[SUPPLIED ENTRIES start]
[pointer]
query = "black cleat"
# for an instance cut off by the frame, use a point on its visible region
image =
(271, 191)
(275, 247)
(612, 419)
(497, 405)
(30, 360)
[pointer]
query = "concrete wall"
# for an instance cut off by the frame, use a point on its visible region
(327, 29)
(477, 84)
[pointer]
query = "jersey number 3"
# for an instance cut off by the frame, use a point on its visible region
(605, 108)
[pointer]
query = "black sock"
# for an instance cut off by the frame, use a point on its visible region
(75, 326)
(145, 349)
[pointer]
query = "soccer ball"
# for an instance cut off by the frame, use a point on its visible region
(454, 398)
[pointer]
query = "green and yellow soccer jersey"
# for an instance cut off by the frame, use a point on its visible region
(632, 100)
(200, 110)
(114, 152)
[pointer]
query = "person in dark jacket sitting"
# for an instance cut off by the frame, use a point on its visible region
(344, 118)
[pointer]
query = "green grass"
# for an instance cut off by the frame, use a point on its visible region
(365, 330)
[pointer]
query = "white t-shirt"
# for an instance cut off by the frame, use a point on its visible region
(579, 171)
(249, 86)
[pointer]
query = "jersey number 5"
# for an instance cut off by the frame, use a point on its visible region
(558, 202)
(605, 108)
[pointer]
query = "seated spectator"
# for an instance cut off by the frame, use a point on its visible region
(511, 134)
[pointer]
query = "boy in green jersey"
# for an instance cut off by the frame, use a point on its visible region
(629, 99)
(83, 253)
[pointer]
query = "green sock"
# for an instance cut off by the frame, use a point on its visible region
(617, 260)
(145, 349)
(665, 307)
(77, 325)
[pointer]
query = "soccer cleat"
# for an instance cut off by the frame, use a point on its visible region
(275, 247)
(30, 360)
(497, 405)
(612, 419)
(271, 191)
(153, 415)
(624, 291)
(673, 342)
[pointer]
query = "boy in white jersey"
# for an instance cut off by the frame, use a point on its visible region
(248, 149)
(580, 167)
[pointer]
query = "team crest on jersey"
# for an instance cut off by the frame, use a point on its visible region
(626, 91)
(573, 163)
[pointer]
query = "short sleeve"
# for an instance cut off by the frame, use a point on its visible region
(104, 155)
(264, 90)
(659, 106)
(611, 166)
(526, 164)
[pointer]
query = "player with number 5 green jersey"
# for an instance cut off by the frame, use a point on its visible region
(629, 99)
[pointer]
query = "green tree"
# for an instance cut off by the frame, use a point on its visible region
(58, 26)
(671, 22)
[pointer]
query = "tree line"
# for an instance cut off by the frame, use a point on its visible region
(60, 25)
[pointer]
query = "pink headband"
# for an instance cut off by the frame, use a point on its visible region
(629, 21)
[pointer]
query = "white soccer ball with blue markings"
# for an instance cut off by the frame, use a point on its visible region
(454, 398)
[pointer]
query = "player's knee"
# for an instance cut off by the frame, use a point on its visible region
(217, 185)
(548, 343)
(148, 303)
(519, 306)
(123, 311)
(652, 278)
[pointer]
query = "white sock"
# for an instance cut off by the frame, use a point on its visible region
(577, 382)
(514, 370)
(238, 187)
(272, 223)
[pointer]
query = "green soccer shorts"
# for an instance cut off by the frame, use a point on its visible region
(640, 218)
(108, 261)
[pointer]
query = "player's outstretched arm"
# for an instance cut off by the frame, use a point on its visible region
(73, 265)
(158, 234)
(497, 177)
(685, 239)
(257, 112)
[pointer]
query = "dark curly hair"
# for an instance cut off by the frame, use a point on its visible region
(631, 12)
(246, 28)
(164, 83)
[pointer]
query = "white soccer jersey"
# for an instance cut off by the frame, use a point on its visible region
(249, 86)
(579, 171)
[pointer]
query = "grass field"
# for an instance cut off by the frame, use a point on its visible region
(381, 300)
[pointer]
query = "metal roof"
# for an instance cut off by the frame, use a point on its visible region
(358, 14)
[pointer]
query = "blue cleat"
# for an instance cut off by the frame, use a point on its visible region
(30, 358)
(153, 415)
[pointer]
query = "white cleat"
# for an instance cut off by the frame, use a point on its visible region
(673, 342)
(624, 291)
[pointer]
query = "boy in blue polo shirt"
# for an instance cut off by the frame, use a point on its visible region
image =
[SUPPLIED ENTRIES end]
**DIRECTIVE**
Reproduce the material precisely, including every line.

**RESPONSE FOR THIS EXERCISE**
[pointer]
query = "black cleat"
# for an instance cut off by the frame, use a point on its visible region
image =
(271, 191)
(275, 247)
(612, 419)
(497, 405)
(30, 360)
[pointer]
query = "concrete wall"
# for an instance cut off by the frame, use a point on its visible region
(327, 29)
(477, 84)
[pointer]
query = "jersey number 3"
# for an instance cut off by the frame, use a point on its visible region
(605, 108)
[pointer]
query = "black sock"
# for an instance cut off by the frame, use a point on its visible region
(75, 326)
(145, 349)
[pointer]
query = "soccer ball"
# for an instance cut off by the frame, use a point on its visible region
(454, 398)
[pointer]
query = "green and yellow soccer jersey"
# for an instance cut off by the frame, use a point on its visible region
(632, 100)
(200, 110)
(114, 152)
[pointer]
query = "person in dark jacket sitting"
# for an instance cut off by the frame, use a point on its visible region
(344, 118)
[pointer]
query = "green grass"
# for an instance cut off by the frame, use a point on its visible region
(365, 330)
[pointer]
query = "white t-shirt"
# for an instance cut off by the frame, use a point on its visible region
(579, 171)
(249, 86)
[pointer]
query = "jersey number 5"
# for an instance cut off by the frame, use a point on its visible region
(558, 202)
(605, 108)
[pointer]
query = "seated spectator"
# for an instance cut off by the frame, use a point on its visible region
(511, 134)
[pointer]
query = "boy in green jersey"
# for an instance cut off by the frame, use a point on its visible region
(629, 99)
(83, 253)
[pointer]
query = "green sock"
# for an instance cut off by the frame, use a point on its visible region
(617, 260)
(145, 349)
(665, 307)
(77, 325)
[pointer]
query = "soccer cleat"
# for an instance cut off by the frame, use a point on its visible region
(275, 247)
(30, 360)
(497, 405)
(612, 419)
(271, 191)
(153, 415)
(624, 291)
(673, 342)
[pointer]
query = "boy in white jersey"
# for an instance cut off by the frame, use a point on its visible region
(248, 149)
(580, 167)
[pointer]
query = "team crest on jersey"
# for an instance cut off by the frame, use a point on its visible region
(626, 91)
(573, 163)
[pointer]
query = "short sleeve"
# for an instance cut off by the frame, use a point on its visible region
(104, 155)
(264, 90)
(659, 106)
(611, 166)
(526, 164)
[pointer]
query = "player with number 5 green jersey"
# for an instance cut off by the frame, use a point on its visible region
(629, 99)
[pointer]
query = "green tree"
# for an instance cut off by the frame, use a point on its visible region
(58, 26)
(671, 22)
[pointer]
query = "tree line"
# for an instance cut off by the frame, use a point on its visible region
(60, 25)
[pointer]
query = "pink headband"
# for an instance cut off by the frame, use a point on its visible region
(629, 21)
[pointer]
query = "white soccer ball with blue markings"
# for an instance cut off by the frame, use a point on its visible region
(454, 398)
[pointer]
query = "player's knee"
# for an instance cut off by the frame, use a point on its visible region
(217, 185)
(548, 343)
(148, 303)
(519, 306)
(123, 311)
(652, 278)
[pointer]
query = "white sock"
# for an instance cut off by the frame, use a point on its visible region
(577, 382)
(514, 370)
(238, 187)
(272, 223)
[pointer]
query = "green soccer shorts"
# for an instance cut off by the frame, use a point on its visible region
(640, 218)
(108, 261)
[pointer]
query = "player's outstretched arm"
# for an instance cut off by the frame, use a point on its visible region
(73, 265)
(158, 234)
(497, 177)
(685, 239)
(257, 112)
[pointer]
query = "dark curly hair"
# for an instance cut off by the frame, use a point on its visible region
(631, 12)
(246, 28)
(164, 83)
[pointer]
query = "white soccer jersey"
# for an instance cut off by the frame, use a point on its visible region
(249, 86)
(579, 171)
[pointer]
query = "grass field"
# for an instance cut off by the frame, use a point on its visible region
(381, 300)
[pointer]
query = "metal roof"
# for an instance cut off by the frame, use a point on its visible region
(358, 14)
[pointer]
query = "blue cleat"
# for an instance cut off by the frame, use a point on its visible region
(30, 358)
(153, 415)
[pointer]
query = "white cleat"
# for an instance cut off by the frame, use a point on its visible region
(673, 342)
(624, 291)
[pointer]
query = "boy in blue polo shirt"
# for an instance cut off by the frame, use a point on its visible region
image =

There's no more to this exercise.